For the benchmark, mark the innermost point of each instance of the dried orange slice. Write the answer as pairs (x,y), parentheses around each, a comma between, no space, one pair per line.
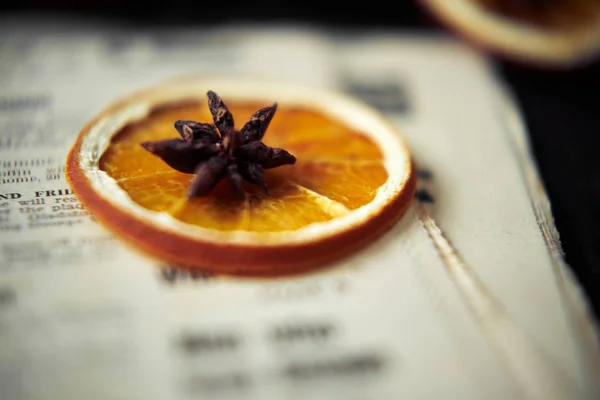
(553,33)
(352,181)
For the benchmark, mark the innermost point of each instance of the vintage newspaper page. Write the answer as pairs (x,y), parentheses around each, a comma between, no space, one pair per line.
(468,297)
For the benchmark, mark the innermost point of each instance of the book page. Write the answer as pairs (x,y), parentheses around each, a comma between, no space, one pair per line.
(467,297)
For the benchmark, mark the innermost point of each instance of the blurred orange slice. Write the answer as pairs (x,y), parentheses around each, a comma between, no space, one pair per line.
(353,179)
(551,33)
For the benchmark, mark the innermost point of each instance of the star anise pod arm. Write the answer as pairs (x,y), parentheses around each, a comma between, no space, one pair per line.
(257,125)
(221,115)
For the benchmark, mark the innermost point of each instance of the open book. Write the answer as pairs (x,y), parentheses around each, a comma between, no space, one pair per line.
(468,297)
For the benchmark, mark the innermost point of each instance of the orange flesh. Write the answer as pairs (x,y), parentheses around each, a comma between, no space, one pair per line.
(338,170)
(559,14)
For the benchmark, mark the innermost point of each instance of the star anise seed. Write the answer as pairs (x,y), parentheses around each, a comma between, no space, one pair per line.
(216,151)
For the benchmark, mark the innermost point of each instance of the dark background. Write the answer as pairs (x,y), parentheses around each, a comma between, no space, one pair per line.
(561,107)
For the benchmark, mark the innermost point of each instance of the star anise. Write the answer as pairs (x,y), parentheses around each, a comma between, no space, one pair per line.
(216,151)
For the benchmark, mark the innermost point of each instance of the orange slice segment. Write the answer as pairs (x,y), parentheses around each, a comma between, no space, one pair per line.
(352,181)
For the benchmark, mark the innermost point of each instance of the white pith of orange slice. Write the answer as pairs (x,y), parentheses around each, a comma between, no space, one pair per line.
(243,251)
(517,39)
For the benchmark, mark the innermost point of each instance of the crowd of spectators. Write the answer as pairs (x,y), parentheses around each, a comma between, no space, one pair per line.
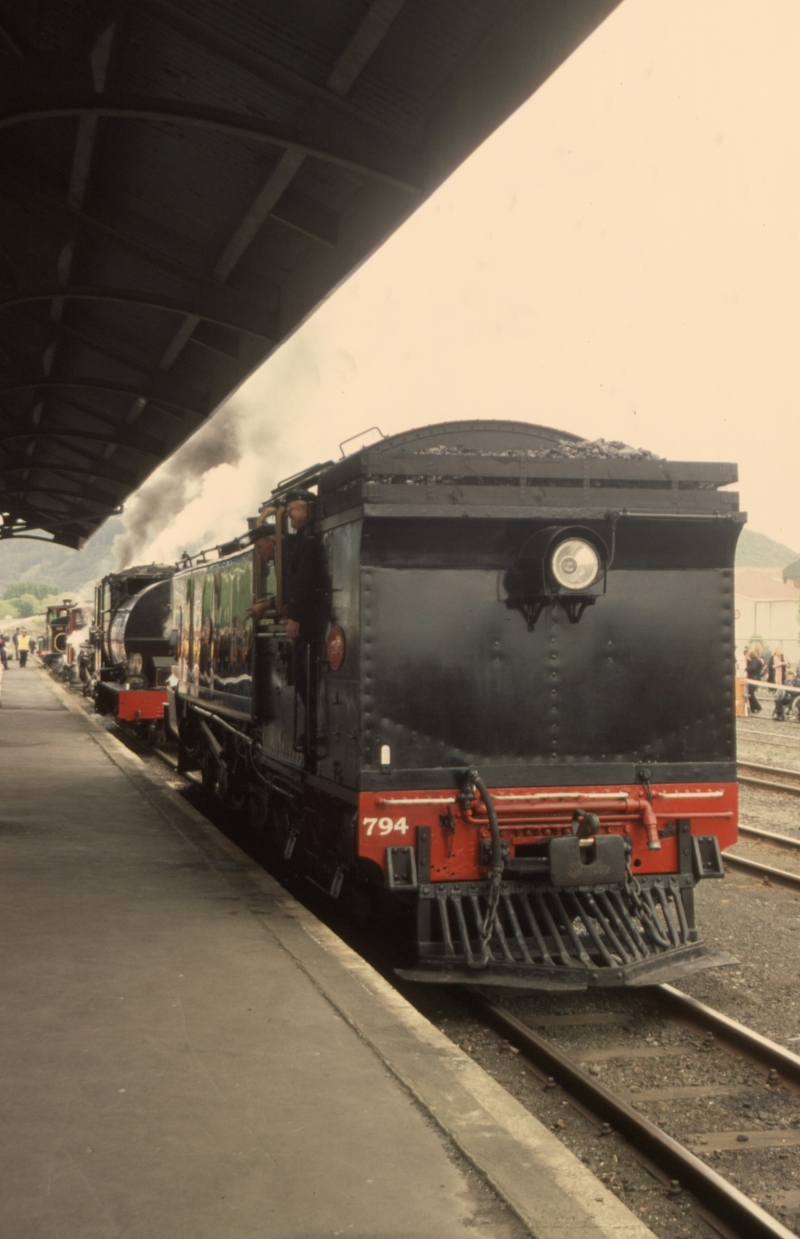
(774,668)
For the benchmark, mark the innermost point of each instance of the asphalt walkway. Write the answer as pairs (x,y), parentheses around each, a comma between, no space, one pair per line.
(185,1053)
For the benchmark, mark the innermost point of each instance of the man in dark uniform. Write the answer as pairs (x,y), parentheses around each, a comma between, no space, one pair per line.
(306,597)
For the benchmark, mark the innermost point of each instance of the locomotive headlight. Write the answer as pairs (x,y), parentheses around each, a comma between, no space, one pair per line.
(575,564)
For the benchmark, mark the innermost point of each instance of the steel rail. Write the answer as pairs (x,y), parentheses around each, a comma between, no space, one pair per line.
(779,876)
(769,836)
(768,784)
(760,767)
(744,1217)
(731,1032)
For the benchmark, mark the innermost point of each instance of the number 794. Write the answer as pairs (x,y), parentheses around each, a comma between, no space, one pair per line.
(385,825)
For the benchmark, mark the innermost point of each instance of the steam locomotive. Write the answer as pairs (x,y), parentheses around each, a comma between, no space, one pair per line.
(65,633)
(130,656)
(519,722)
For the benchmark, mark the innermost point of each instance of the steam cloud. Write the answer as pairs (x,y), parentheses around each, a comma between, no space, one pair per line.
(161,499)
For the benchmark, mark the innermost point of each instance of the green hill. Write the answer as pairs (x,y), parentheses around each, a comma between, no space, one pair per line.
(69,569)
(758,550)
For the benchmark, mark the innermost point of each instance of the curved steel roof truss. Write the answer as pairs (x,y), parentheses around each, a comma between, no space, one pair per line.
(182,183)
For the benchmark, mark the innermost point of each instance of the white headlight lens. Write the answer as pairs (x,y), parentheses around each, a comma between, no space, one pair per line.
(575,564)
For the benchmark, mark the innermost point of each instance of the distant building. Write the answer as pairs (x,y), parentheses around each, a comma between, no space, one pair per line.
(765,601)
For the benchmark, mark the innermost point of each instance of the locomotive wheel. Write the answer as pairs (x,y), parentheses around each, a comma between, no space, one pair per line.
(237,784)
(258,810)
(211,772)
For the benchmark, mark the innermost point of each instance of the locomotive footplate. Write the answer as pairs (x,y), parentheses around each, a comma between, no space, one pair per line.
(633,932)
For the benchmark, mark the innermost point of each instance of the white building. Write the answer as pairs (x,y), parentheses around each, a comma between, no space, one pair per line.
(765,607)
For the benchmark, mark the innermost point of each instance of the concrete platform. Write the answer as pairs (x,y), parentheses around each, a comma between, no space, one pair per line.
(187,1053)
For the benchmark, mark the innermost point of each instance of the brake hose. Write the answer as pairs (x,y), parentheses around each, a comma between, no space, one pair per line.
(495,874)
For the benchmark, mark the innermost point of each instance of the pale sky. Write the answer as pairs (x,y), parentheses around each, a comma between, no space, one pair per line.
(621,259)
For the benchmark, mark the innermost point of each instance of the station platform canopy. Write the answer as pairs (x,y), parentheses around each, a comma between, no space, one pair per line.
(183,181)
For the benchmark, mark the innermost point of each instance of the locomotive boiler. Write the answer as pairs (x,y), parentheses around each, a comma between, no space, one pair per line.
(519,721)
(133,646)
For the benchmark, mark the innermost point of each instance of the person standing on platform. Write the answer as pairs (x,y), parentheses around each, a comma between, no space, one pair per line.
(754,672)
(306,601)
(22,647)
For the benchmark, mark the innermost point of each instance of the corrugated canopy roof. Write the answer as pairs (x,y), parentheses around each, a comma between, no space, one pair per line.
(183,182)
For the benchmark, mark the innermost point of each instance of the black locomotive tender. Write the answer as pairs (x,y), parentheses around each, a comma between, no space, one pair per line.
(521,716)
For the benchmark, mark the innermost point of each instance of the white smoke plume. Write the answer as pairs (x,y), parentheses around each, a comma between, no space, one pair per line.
(177,482)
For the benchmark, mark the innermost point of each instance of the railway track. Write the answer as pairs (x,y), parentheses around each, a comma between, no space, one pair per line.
(675,1164)
(782,778)
(728,1211)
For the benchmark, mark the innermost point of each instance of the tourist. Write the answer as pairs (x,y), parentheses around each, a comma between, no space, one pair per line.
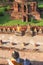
(16,60)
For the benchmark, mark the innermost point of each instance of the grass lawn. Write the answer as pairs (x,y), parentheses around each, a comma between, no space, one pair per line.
(6,21)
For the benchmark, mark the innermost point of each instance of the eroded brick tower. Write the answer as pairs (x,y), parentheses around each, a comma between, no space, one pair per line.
(24,10)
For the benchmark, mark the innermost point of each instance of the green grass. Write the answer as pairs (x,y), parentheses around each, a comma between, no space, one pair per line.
(40,4)
(6,21)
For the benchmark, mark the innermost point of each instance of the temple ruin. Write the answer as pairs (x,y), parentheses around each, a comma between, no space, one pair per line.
(25,10)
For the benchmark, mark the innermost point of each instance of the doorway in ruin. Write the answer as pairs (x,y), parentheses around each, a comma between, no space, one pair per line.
(29,18)
(24,18)
(24,8)
(29,8)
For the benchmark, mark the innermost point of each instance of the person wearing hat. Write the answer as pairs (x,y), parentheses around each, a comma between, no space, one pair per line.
(16,59)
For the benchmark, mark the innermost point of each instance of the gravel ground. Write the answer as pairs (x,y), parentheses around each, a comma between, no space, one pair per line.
(33,56)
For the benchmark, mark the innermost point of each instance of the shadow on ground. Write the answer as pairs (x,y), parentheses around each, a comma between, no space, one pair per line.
(37,62)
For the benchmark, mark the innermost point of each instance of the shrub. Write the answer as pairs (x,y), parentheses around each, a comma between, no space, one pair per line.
(6,8)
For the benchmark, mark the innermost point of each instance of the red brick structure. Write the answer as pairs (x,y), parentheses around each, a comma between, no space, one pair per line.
(24,10)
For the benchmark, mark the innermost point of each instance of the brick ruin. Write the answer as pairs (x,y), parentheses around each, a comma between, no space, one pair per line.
(24,10)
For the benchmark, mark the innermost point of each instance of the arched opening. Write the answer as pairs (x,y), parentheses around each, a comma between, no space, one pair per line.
(24,18)
(24,8)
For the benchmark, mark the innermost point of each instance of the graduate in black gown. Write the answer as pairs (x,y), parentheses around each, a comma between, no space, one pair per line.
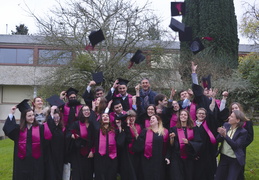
(106,141)
(55,152)
(29,142)
(185,143)
(81,134)
(152,144)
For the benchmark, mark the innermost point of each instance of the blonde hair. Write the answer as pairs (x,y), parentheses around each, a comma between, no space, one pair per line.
(161,128)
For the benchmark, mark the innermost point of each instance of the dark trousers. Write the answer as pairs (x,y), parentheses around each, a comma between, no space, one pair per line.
(228,168)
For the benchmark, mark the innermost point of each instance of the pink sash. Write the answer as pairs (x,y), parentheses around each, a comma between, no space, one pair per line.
(147,123)
(112,144)
(47,132)
(181,135)
(138,128)
(83,135)
(36,151)
(211,136)
(173,120)
(149,142)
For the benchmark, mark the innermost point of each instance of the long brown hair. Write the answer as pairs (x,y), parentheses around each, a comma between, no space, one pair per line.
(190,123)
(103,129)
(23,122)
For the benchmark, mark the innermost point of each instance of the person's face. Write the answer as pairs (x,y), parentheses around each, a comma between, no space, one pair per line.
(122,89)
(163,103)
(56,118)
(105,118)
(150,111)
(72,97)
(86,111)
(206,92)
(118,108)
(232,119)
(99,94)
(153,121)
(97,101)
(145,84)
(175,105)
(132,119)
(235,107)
(184,95)
(201,115)
(183,116)
(30,117)
(38,103)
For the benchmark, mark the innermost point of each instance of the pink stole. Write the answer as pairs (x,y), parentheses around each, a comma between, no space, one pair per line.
(173,120)
(244,125)
(149,142)
(36,150)
(218,102)
(193,112)
(181,135)
(147,123)
(211,136)
(138,128)
(112,150)
(47,132)
(83,135)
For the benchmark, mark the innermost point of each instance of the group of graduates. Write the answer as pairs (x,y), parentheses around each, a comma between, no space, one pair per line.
(142,137)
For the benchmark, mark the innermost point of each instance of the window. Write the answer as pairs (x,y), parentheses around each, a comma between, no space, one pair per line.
(16,56)
(54,57)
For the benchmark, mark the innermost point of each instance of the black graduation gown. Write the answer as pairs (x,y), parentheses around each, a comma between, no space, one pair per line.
(154,167)
(106,168)
(55,151)
(28,168)
(182,169)
(82,167)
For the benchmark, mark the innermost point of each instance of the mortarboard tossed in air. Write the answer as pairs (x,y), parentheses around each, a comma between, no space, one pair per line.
(186,35)
(123,81)
(176,25)
(98,77)
(177,8)
(55,101)
(22,106)
(137,58)
(196,45)
(95,37)
(71,91)
(206,82)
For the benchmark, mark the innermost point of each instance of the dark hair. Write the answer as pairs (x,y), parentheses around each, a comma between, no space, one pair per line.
(103,129)
(23,122)
(81,116)
(190,123)
(159,97)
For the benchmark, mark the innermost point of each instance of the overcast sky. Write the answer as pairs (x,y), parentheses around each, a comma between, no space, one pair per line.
(12,13)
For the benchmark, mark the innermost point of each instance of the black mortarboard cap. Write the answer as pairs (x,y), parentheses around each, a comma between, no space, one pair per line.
(176,25)
(196,45)
(123,81)
(206,82)
(98,77)
(137,57)
(122,117)
(71,91)
(177,8)
(95,37)
(22,106)
(55,101)
(186,35)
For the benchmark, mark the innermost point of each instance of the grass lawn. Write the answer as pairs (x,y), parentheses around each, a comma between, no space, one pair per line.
(251,169)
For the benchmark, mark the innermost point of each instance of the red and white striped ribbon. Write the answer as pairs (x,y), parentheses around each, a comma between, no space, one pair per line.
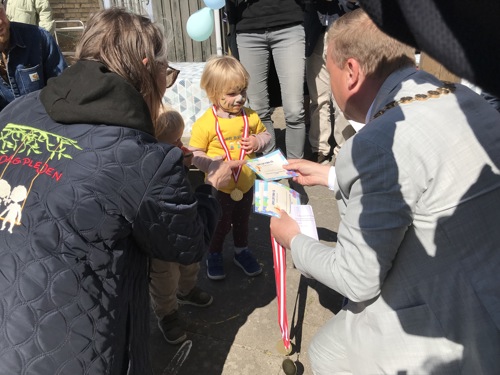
(279,258)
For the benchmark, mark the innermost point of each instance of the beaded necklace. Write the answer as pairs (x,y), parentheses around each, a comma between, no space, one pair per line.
(431,94)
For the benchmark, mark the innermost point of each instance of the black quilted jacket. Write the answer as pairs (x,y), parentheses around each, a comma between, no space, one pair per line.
(86,197)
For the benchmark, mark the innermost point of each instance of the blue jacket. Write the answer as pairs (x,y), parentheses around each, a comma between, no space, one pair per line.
(88,196)
(33,58)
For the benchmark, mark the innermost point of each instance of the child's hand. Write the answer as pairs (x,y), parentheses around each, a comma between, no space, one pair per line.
(188,156)
(249,144)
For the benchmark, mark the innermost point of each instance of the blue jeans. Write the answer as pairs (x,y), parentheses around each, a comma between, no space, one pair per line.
(287,47)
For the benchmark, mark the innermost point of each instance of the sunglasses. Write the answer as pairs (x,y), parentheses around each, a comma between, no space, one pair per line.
(172,75)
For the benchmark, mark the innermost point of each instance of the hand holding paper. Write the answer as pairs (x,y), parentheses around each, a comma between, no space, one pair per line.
(308,173)
(284,228)
(270,166)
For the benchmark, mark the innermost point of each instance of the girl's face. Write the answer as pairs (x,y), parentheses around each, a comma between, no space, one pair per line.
(232,101)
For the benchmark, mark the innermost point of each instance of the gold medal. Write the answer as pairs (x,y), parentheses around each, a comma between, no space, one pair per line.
(236,195)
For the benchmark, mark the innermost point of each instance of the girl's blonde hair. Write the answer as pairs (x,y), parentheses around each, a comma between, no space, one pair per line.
========
• Objective:
Print exactly the lines from the line with "the red and" through the end of the data, both ends included, and print no pictures.

• Task answer:
For the benchmark, mark the innermost point of each instance of the red and white striped ribbon. Write the answer as pairs (x,y), parentheses around each, a comma between, no space, one pair per line.
(279,258)
For the benchmark, mark the innermost point of each instance of the beaded necklace. Write the answer as pairs (x,y), parentheses around each, a comma between, no space, one pair per line.
(431,94)
For the benchmark, mark the innermost point of each instance of the black quilted jacket. Write the answer as pairs (x,y), parentheses around each, a comma between, no space, one pair per line.
(86,197)
For the benchmark, mark the innermost point of each instance of the blue jacket. Write the answer as pairs (x,y), parentheses around each, a comma between, no space, one pair per line.
(88,196)
(33,58)
For the benchmark, mark the innermost point of each instance of the child's hand. Write the answer as pairs (x,y), parentheses around each, a comma between, no space, one pair per line.
(188,156)
(249,144)
For the benchmark, mark the innermost point of each instance of the blue jeans. Write the answer as pairs (x,y), parentheses around each, a comma between, no space, one pair per line.
(287,47)
For the benchmark, mark the innermost point of each instance of the sunglasses. Write the answer as pairs (x,y), parentheses around each, a comma between, no space, one pair per line.
(172,75)
For the benchmark, mark the innermost point of each instance of the hand holding paper. Write the answer as pairs (x,y), parentheses around each, a comma between, no space, one pair per line.
(308,173)
(284,228)
(270,166)
For the benchmark, mark the innermost point of each instance of the girl's face. Write the answer as pairs (x,y), parentheses around each, a comma between, no space, one pair per line.
(232,101)
For the benchmark, mark the innermost point of each instance of the gold medal. Write the answer as pairs (x,y), parentheses around each, a comma between, no space, one pair per line.
(236,195)
For the benchmark, mark the innermost point of each instance of the girl's blonde hair. Write the answer as pairs (x,y), parentheses around each, a comma between, no space, one pair per line.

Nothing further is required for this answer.